[Data items]
■ ■ ■ ■ ■ ■ ■
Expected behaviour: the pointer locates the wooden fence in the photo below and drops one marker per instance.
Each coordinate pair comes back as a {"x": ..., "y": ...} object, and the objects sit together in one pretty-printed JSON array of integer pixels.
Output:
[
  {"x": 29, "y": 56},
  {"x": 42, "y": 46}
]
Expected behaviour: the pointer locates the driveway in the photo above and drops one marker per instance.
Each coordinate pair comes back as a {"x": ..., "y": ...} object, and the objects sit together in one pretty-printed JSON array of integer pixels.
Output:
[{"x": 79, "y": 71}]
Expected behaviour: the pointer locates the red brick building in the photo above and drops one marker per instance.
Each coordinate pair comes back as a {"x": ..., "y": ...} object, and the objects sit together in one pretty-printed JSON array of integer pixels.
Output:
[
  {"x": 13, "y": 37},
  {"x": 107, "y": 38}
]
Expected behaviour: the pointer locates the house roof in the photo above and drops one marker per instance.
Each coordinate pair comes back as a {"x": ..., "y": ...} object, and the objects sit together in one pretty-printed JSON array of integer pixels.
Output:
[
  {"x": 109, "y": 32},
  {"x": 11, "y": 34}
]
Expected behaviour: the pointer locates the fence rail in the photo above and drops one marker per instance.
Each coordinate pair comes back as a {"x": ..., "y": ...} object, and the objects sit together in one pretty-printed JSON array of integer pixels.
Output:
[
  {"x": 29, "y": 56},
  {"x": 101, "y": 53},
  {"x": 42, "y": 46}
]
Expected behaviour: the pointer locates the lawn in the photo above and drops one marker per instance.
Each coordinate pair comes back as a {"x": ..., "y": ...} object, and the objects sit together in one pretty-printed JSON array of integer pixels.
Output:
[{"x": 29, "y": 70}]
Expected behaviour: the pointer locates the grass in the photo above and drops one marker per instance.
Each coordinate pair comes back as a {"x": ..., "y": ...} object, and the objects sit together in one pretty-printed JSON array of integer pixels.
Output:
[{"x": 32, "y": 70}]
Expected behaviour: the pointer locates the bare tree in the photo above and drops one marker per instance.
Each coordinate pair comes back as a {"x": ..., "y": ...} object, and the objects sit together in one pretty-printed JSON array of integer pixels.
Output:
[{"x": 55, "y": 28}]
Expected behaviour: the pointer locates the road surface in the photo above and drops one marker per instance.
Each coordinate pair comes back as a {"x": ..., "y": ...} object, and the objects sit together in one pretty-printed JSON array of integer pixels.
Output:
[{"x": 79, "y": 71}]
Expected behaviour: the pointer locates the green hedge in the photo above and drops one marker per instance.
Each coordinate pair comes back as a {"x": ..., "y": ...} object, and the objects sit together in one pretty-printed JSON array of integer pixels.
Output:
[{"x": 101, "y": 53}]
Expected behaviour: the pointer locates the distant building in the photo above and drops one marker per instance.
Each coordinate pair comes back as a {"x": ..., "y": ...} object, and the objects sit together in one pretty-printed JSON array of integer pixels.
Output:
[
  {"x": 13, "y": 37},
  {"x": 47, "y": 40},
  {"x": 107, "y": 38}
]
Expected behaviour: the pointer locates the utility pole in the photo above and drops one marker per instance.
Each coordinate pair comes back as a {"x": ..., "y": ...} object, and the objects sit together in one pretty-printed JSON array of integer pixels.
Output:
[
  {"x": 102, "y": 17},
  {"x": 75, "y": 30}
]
■ ■ ■ ■ ■ ■ ■
> THE TASK: Set down the lines of the records exactly, from the first one through the line containing "Expected behaviour: the pointer locates the bare", and add nothing else.

> TASK ANSWER:
Expected behaviour: the pointer locates the wooden fence in the photo below and drops one marker per instance.
Each coordinate pair comes back as a {"x": ..., "y": ...} object, and the objects sit together in one pretty-printed JSON array of integer pixels.
Output:
[
  {"x": 29, "y": 56},
  {"x": 42, "y": 46}
]
Expected behaviour: the pointer locates the driveway in the photo above and drops one marker per instance.
Each coordinate pair comes back as a {"x": ..., "y": ...} object, and the objects sit together in one pretty-printed JSON array of integer pixels.
Output:
[{"x": 79, "y": 71}]
Expected behaviour: the pointer locates the red brick building in the photo above and drops one marker per instance.
Each coordinate pair comes back as a {"x": ..., "y": ...} object, and the objects sit together in one pretty-printed JSON array of integer pixels.
Output:
[
  {"x": 13, "y": 37},
  {"x": 107, "y": 38}
]
Expected behaviour: the pointer locates the house roof in the photo above and drops one marker per instance.
Each coordinate pair comes back as a {"x": ..., "y": ...} object, and the objects sit together in one pretty-printed JSON array of integer pixels.
Output:
[
  {"x": 109, "y": 32},
  {"x": 11, "y": 34}
]
Expected behaviour: the pointer locates the fence rail in the photo above and drops one marker per instance.
Each coordinate pair comes back as a {"x": ..., "y": ...} object, and the objects sit together in one pretty-printed JSON array of integer pixels.
Output:
[
  {"x": 29, "y": 56},
  {"x": 101, "y": 53},
  {"x": 42, "y": 46}
]
Expected behaviour: the pointer locates the lawn in the photo above and drops one marker per instance.
Each coordinate pair comes back as a {"x": ..., "y": ...} object, and the objects sit together in one pretty-printed JSON array of integer pixels.
Output:
[{"x": 29, "y": 70}]
Expected behaviour: the pointer locates the grass in the photo above and drops one marker per instance.
Each coordinate pair comes back as a {"x": ..., "y": ...} object, and the objects sit together in one pretty-printed JSON array of integer pixels.
Output:
[{"x": 32, "y": 70}]
Expected behaviour: the pointer locates the bare tree in the photo above and drops one marker per instance.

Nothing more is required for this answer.